--- Task to carry out ---
Count the lines in the rows below that contain the string "metal", and reply with that number only.

--- Exercise data ---
════════════════

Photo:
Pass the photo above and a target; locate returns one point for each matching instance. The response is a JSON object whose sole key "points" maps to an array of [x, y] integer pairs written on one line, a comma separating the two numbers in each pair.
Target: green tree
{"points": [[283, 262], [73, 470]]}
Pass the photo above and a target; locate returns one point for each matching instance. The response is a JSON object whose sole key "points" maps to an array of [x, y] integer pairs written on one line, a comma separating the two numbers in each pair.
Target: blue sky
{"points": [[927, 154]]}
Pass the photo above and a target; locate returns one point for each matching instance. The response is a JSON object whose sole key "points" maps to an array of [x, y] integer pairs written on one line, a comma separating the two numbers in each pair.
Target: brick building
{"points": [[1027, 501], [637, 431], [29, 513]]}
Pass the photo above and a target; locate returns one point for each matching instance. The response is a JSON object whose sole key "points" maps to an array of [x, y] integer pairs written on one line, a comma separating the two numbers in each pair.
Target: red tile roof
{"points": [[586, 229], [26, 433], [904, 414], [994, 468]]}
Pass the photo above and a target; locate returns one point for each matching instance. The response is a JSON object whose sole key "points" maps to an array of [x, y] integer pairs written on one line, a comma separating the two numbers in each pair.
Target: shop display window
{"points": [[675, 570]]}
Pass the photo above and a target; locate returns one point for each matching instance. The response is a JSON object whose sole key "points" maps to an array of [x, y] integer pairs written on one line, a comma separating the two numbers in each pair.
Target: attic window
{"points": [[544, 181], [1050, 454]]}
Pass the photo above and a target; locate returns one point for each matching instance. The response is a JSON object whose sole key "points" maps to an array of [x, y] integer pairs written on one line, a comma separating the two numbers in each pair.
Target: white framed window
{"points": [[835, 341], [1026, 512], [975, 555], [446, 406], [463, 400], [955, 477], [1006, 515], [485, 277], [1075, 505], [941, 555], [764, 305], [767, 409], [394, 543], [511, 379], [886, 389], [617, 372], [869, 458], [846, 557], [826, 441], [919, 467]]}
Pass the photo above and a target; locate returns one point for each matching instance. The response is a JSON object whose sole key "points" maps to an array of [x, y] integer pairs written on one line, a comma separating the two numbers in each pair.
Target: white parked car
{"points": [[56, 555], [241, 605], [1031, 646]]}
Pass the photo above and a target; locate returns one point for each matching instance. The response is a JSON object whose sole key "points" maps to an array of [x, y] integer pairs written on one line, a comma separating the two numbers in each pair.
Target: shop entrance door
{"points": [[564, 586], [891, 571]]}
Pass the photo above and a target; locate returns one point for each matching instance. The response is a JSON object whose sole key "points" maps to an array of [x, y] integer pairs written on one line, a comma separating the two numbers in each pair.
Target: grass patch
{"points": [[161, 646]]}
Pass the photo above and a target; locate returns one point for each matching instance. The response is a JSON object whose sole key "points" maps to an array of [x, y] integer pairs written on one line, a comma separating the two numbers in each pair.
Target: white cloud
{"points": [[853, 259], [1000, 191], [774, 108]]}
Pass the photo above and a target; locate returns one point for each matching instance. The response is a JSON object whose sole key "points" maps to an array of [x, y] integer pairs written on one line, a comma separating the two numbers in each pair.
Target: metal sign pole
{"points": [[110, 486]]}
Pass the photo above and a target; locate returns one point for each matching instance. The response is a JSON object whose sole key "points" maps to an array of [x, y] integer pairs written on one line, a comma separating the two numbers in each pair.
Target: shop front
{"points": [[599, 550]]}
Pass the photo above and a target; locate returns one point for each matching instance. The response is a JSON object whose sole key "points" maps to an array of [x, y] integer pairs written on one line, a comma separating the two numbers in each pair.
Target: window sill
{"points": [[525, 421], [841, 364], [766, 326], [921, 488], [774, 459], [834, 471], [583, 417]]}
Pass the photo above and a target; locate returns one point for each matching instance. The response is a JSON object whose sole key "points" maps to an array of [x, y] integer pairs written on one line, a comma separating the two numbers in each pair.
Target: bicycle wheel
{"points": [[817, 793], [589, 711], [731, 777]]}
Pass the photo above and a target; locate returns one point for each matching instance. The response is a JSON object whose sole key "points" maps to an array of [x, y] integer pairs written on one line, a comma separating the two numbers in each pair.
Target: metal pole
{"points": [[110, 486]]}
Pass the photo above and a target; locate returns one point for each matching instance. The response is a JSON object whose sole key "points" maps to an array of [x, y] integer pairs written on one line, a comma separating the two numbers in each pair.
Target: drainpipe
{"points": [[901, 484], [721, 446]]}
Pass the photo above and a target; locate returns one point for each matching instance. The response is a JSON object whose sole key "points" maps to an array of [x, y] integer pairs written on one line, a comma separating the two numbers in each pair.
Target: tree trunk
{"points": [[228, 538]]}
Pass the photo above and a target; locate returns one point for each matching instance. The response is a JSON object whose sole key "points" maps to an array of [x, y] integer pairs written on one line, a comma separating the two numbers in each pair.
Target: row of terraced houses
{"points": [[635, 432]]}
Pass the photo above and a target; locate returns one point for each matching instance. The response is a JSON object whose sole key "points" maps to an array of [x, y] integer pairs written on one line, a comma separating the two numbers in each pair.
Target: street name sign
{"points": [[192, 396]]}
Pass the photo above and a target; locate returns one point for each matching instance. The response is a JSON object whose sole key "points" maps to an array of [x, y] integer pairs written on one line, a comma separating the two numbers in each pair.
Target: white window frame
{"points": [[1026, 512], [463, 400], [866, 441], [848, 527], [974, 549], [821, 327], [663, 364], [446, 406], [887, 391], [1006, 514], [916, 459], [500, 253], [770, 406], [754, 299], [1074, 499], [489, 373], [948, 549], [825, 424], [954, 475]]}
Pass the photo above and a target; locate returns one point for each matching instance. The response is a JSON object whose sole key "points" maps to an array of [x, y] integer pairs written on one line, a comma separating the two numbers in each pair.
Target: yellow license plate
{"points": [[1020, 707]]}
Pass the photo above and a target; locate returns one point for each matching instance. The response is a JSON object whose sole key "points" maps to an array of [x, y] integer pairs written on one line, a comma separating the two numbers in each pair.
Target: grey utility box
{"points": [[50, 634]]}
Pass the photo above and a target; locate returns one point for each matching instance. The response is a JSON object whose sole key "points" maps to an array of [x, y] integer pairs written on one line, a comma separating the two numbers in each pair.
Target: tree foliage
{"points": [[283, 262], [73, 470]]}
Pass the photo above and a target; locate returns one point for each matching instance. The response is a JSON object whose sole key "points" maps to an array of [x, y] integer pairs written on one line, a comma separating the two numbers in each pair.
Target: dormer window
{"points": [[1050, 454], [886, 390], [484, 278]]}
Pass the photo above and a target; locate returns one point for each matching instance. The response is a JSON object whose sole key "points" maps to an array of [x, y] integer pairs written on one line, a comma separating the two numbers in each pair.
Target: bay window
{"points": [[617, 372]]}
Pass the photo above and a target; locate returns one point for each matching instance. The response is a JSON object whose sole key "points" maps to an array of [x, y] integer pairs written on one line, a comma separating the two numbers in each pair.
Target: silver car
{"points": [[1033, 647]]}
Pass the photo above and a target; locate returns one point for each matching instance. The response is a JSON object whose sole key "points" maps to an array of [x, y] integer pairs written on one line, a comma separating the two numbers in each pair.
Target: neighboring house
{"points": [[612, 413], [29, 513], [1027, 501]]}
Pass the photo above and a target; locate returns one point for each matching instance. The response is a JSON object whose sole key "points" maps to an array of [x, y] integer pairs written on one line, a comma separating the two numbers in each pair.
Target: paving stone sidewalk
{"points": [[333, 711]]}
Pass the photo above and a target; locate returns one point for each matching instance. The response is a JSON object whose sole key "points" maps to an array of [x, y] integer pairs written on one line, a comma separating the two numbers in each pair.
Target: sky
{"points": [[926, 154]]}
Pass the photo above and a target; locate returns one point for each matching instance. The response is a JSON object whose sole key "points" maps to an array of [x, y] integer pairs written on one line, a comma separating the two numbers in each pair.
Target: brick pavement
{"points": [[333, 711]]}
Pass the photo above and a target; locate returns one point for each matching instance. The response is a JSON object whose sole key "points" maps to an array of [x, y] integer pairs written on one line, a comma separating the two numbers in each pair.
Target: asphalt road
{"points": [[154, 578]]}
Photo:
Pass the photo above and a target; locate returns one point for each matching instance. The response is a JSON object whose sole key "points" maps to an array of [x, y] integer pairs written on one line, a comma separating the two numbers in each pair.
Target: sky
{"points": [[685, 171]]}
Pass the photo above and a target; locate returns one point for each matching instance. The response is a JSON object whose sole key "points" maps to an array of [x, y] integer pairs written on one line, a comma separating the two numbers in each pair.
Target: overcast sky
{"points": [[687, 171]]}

════════════════

--- The result ---
2